Dataset excerpts on object pointing
>>

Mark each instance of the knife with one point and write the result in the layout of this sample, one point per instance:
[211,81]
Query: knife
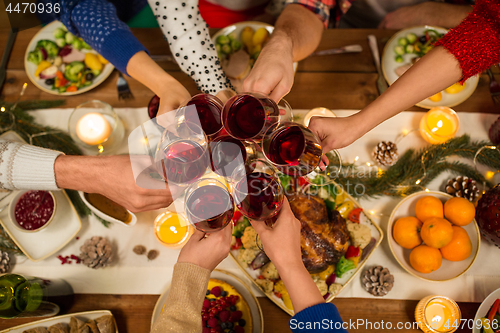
[344,49]
[6,55]
[381,83]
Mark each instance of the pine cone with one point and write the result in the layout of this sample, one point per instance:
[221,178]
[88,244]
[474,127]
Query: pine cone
[4,262]
[463,187]
[386,153]
[96,252]
[377,280]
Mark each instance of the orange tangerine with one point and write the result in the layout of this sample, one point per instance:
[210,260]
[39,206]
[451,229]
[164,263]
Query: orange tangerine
[459,211]
[425,259]
[406,232]
[428,207]
[436,232]
[460,247]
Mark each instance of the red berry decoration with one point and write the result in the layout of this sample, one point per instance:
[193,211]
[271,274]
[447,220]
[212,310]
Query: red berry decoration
[488,215]
[212,322]
[216,291]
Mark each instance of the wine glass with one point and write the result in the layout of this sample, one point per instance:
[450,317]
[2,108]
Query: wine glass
[258,193]
[182,155]
[227,153]
[204,110]
[209,205]
[249,115]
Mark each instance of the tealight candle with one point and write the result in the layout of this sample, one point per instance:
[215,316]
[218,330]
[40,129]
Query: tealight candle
[93,129]
[438,314]
[172,230]
[318,112]
[439,125]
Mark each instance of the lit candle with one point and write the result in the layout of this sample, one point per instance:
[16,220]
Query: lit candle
[438,314]
[439,125]
[318,112]
[93,129]
[172,230]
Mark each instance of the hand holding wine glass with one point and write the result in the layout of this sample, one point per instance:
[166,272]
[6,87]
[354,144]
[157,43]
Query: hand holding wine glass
[206,251]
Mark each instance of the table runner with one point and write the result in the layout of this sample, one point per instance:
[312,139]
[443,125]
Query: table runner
[134,274]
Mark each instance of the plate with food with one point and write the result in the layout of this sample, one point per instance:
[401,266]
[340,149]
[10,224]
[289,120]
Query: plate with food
[434,236]
[40,223]
[101,321]
[240,308]
[330,219]
[58,62]
[405,48]
[238,47]
[487,319]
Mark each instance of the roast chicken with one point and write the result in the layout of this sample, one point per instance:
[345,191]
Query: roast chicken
[323,240]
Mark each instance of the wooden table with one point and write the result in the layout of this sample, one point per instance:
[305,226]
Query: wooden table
[338,82]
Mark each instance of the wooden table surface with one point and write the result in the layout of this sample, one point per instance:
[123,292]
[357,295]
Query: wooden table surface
[346,81]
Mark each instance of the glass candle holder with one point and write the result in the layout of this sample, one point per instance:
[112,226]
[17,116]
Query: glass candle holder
[438,314]
[96,127]
[439,125]
[172,230]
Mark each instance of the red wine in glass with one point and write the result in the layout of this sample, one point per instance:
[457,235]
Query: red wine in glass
[248,116]
[259,196]
[204,110]
[209,208]
[183,162]
[293,149]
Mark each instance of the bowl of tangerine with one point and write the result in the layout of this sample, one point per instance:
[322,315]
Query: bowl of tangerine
[434,236]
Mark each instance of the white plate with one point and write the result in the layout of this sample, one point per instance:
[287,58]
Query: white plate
[237,27]
[449,270]
[46,33]
[484,308]
[61,230]
[376,233]
[240,286]
[389,65]
[85,316]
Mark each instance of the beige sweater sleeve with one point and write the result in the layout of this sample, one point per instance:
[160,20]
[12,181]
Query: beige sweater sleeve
[26,167]
[182,311]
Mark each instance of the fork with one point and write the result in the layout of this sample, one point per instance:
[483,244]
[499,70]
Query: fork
[494,88]
[123,88]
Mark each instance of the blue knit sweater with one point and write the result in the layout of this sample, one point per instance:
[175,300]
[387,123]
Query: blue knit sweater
[322,317]
[97,23]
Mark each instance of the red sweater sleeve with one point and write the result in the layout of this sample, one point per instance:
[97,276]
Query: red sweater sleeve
[475,43]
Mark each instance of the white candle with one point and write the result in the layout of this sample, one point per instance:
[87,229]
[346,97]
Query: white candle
[93,129]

<<

◆ WRITTEN EXERCISE ◆
Write out the stretch from the line containing "Mark each instance of the blue" through the end of the data again, changing "white candle" to "ivory candle" and leaving everything else unchanged.

◆ EXPECTED ANSWER ◆
Mark each instance of the blue knit sweater with one point and write the result in the layout of this sample, one point per instance:
[175,300]
[387,123]
Query: blue knit sweater
[322,317]
[97,23]
Mark each instance of the red sweater sleeve with one point and write the result in the layout of this sample, one point per instance:
[97,276]
Query: red sweater sleeve
[475,43]
Mark each instance of the ivory candle with one point and write the result in the layout of this sample, one point per instance:
[87,229]
[346,97]
Query: ivory candle
[93,129]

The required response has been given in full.